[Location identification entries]
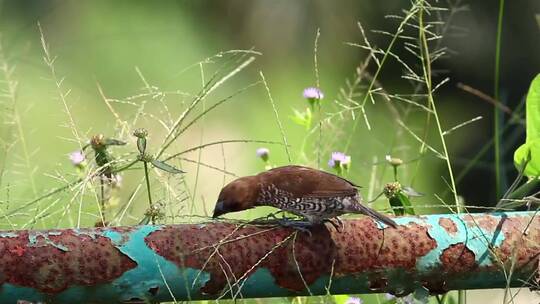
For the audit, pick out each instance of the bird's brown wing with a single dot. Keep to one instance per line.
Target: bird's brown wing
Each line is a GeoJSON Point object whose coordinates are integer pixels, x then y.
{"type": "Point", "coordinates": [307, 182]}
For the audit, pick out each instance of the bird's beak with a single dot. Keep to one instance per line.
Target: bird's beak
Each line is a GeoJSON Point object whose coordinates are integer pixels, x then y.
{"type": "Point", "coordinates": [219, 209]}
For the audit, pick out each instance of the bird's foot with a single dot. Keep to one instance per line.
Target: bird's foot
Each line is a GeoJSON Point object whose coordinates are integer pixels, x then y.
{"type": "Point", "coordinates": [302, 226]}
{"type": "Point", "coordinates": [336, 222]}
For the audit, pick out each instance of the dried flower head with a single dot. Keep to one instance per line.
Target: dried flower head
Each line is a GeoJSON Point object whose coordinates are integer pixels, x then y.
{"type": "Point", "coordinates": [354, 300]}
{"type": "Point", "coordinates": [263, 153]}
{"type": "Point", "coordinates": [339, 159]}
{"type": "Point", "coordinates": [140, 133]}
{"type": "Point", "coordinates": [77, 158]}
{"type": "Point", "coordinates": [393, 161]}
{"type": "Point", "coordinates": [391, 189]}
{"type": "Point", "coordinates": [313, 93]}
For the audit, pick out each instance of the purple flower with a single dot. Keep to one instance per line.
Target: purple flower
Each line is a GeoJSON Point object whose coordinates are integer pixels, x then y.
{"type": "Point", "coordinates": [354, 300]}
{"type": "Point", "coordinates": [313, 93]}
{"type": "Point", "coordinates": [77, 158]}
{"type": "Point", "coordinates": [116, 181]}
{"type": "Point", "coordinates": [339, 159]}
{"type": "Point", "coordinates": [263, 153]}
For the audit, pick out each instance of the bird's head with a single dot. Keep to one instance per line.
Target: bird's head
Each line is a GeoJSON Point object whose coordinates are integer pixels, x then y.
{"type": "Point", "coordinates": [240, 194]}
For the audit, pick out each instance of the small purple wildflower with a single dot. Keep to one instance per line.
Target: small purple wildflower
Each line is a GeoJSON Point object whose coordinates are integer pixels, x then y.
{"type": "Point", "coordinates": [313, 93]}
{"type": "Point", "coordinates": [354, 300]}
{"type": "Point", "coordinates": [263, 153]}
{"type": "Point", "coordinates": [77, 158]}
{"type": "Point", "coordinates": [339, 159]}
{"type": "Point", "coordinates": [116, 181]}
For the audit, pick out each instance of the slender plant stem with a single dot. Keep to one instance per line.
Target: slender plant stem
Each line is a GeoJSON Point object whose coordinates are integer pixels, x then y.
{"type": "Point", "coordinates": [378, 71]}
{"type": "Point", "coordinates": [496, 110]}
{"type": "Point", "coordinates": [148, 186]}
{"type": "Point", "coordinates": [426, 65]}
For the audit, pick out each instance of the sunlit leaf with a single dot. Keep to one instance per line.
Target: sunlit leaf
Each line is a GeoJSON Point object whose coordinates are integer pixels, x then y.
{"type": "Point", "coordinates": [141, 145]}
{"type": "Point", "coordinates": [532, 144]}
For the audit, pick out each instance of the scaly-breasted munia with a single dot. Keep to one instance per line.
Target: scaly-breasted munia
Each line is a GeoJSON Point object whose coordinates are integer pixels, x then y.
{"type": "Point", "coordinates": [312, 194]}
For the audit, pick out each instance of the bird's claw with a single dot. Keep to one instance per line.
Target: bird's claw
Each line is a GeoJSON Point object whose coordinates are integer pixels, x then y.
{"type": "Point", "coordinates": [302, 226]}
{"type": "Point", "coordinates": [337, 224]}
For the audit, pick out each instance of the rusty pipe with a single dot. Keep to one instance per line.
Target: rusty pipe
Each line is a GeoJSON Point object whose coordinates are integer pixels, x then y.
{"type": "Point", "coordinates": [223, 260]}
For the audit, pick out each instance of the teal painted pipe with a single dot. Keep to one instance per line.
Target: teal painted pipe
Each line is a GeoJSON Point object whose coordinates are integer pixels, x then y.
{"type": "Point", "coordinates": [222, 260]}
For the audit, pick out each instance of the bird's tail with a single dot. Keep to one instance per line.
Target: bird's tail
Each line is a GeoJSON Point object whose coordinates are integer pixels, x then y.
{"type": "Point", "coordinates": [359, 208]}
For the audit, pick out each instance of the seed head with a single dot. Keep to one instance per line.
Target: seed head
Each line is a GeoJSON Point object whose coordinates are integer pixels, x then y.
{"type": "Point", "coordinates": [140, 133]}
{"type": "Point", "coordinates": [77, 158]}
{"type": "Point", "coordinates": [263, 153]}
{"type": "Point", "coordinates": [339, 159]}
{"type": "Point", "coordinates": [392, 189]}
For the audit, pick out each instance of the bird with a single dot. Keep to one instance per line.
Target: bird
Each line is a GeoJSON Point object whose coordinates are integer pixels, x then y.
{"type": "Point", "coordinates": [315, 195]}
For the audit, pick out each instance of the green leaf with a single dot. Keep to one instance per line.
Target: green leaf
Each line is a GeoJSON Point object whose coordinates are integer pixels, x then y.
* * *
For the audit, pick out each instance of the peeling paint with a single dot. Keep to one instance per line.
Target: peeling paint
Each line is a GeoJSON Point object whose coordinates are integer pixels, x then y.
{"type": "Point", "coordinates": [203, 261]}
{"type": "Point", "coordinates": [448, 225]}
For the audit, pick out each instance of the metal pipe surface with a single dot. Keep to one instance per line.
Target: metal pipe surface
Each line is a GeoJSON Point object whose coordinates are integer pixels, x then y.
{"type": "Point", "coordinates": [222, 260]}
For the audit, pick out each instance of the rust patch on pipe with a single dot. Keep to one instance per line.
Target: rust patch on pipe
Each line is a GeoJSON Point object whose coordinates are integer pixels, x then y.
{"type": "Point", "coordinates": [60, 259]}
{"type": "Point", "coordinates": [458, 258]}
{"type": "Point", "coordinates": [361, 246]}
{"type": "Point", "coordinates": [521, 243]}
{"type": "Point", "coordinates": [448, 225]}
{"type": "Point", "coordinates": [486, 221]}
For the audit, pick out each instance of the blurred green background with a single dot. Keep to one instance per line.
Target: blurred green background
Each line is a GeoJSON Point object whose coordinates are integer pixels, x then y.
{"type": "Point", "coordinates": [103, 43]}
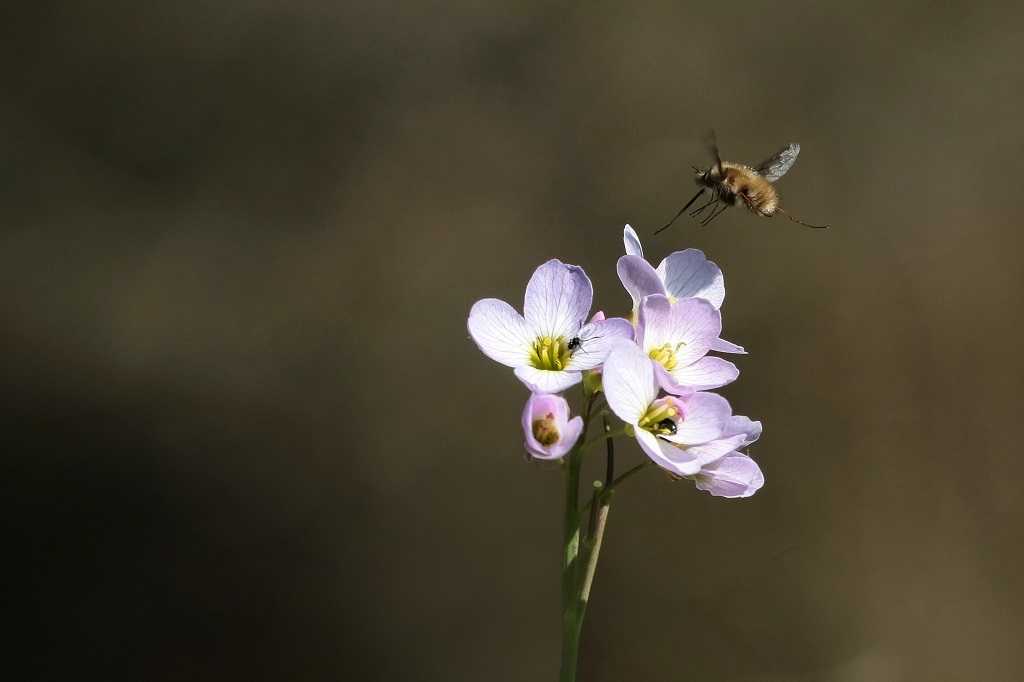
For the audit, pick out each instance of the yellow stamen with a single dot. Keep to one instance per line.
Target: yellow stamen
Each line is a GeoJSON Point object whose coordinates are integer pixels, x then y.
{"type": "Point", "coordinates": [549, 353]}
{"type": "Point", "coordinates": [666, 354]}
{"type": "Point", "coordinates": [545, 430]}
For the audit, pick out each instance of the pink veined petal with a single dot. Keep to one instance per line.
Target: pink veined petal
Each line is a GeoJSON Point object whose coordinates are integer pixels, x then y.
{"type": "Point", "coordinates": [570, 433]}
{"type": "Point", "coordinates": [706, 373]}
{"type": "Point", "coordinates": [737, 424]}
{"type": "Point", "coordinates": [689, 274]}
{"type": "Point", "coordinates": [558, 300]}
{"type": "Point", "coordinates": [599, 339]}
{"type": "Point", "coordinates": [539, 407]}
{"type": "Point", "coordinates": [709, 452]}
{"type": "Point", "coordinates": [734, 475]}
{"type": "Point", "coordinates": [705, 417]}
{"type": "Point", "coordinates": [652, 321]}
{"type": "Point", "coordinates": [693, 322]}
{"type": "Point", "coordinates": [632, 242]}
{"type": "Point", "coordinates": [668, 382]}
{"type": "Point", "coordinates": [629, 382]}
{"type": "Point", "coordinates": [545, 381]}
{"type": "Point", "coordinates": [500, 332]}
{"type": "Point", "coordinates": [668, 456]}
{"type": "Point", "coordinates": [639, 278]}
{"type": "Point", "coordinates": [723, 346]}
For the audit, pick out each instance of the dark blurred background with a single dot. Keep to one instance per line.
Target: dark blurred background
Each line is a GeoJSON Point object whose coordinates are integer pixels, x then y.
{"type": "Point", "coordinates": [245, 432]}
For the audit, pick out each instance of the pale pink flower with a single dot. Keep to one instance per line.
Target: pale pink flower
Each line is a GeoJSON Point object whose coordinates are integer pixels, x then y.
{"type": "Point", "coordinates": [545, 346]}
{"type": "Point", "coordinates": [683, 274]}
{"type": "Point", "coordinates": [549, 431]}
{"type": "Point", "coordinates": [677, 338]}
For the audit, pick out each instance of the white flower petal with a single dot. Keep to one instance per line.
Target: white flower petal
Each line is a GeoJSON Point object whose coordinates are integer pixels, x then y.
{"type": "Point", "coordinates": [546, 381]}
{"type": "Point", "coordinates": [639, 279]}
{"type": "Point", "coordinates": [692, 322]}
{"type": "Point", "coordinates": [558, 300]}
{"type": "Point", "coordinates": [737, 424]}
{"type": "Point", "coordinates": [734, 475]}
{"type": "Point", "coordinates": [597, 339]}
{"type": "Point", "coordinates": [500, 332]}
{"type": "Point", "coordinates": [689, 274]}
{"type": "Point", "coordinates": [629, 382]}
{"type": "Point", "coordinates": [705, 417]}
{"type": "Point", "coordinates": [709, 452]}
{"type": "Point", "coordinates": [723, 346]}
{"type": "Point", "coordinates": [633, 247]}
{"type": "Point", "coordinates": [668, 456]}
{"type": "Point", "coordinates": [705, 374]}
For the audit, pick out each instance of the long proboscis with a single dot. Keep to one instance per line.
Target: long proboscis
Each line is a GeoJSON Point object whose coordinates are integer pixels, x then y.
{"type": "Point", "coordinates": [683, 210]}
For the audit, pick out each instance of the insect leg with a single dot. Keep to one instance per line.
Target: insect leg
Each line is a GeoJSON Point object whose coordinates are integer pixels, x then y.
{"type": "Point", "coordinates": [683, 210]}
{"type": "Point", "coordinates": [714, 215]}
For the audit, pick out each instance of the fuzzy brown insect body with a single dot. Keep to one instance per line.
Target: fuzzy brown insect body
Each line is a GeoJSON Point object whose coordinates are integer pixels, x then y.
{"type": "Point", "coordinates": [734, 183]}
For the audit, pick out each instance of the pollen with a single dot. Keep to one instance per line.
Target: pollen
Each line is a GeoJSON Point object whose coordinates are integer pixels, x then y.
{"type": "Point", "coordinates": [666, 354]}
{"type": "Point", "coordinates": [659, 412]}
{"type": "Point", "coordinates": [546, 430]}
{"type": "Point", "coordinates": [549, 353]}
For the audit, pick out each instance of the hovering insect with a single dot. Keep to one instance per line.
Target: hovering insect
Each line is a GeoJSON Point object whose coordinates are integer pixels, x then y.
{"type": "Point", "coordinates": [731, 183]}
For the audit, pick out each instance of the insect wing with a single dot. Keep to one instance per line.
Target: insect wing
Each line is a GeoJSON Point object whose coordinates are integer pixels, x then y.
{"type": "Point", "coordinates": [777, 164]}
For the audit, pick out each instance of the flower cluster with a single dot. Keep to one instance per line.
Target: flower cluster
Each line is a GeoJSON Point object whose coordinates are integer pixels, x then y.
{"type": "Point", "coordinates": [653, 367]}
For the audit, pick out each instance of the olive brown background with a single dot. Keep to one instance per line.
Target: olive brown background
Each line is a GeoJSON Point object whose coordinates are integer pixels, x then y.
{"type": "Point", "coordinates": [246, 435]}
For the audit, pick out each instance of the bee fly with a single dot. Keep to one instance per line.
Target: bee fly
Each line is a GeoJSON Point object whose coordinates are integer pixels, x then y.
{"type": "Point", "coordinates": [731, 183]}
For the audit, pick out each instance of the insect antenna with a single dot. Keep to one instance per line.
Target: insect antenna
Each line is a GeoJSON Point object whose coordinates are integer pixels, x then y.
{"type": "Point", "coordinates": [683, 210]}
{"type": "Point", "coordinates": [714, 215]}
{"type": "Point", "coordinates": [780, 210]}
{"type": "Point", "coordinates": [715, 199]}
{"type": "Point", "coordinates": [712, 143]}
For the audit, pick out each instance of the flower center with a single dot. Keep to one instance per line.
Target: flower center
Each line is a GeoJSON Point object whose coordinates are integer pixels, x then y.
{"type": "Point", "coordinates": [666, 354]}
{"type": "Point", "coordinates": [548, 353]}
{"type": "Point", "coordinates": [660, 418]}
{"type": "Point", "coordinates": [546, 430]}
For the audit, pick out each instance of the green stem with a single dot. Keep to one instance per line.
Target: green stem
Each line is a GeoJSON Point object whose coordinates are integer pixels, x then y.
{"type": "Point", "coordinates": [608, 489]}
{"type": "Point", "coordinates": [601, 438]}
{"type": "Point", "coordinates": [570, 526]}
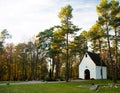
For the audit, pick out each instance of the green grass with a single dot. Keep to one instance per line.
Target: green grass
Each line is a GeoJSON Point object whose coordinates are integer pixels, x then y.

- _Goal_: From the rows above, extract each line that contains the word "yellow", copying every such line in full.

- _Solution to the problem_:
For the audit, pick out each instance of the yellow stamen with a single dot. Keep to one instance per line.
Target: yellow stamen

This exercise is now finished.